Material for this exercise =
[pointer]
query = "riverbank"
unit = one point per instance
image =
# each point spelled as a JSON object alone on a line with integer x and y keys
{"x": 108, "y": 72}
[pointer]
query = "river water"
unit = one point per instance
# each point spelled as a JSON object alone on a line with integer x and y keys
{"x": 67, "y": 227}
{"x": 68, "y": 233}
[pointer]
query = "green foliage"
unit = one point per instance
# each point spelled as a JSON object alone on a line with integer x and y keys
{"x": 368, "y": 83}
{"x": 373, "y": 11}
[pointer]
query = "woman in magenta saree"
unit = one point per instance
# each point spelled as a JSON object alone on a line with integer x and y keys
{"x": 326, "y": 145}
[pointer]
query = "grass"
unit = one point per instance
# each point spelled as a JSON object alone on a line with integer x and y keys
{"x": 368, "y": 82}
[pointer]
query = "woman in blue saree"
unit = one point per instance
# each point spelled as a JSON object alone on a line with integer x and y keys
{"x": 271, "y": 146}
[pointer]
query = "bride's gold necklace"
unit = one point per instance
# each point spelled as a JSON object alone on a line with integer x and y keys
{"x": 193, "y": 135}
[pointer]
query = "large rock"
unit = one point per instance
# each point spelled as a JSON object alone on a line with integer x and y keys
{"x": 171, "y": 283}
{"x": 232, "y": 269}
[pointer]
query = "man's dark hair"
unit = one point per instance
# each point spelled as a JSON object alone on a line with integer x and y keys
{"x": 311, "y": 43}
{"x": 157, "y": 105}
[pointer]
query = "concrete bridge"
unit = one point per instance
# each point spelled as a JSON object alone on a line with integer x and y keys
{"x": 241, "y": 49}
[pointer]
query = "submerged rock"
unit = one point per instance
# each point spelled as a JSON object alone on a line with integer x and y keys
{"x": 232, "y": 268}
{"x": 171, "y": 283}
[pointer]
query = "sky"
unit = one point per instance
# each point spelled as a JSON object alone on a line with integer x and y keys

Brief =
Copy all data exactly, start to finish.

The response =
[pointer]
query = "riverbank"
unit = one point per instance
image =
# each point spelled as a JSON object alone on a line with integer x and y keys
{"x": 108, "y": 72}
[pointer]
query = "river water"
unit = one point per instance
# each point spelled as a JSON object alone on a line with integer x and y keys
{"x": 67, "y": 227}
{"x": 68, "y": 233}
[pointer]
query = "green foliage"
unit = one point per instance
# each point spelled as a JSON object alone on a line with integer x and y keys
{"x": 368, "y": 83}
{"x": 373, "y": 11}
[pointer]
query = "woman in magenta saree"
unit = one point per instance
# each point spelled as a JSON object alone on a line with integer x and y keys
{"x": 326, "y": 145}
[pointer]
query = "grass"
unit = one point per instance
# each point spelled as a JSON object alone on a line with integer x and y keys
{"x": 368, "y": 82}
[pointer]
query = "woman in blue saree"
unit = one point per instance
# each point spelled as a JSON object alone on a line with integer x and y keys
{"x": 271, "y": 146}
[pointer]
query = "bride's gold necklace"
unit = one point per instance
# each point spelled as a JSON object alone on a line with integer x and y keys
{"x": 193, "y": 135}
[pointer]
query = "large rock"
unit = one point per instance
# each point spelled as a JSON object alone on a line with integer x and y keys
{"x": 171, "y": 283}
{"x": 232, "y": 269}
[pointer]
query = "man's dark hair"
unit = one point per instance
# each point spelled as a JSON object alone on a line with integer x and y keys
{"x": 311, "y": 43}
{"x": 157, "y": 105}
[pointer]
query = "concrete bridge"
unit = one point per instance
# each point spelled as a JSON object alone on a line with integer x and y keys
{"x": 241, "y": 49}
[pointer]
query = "submerged rock"
unit = one point per instance
# each point spelled as a JSON object alone on a line with integer x and y keys
{"x": 232, "y": 268}
{"x": 171, "y": 283}
[pointer]
query = "sky"
unit = one point per instance
# each point spelled as a JSON object alone on a line with integer x and y keys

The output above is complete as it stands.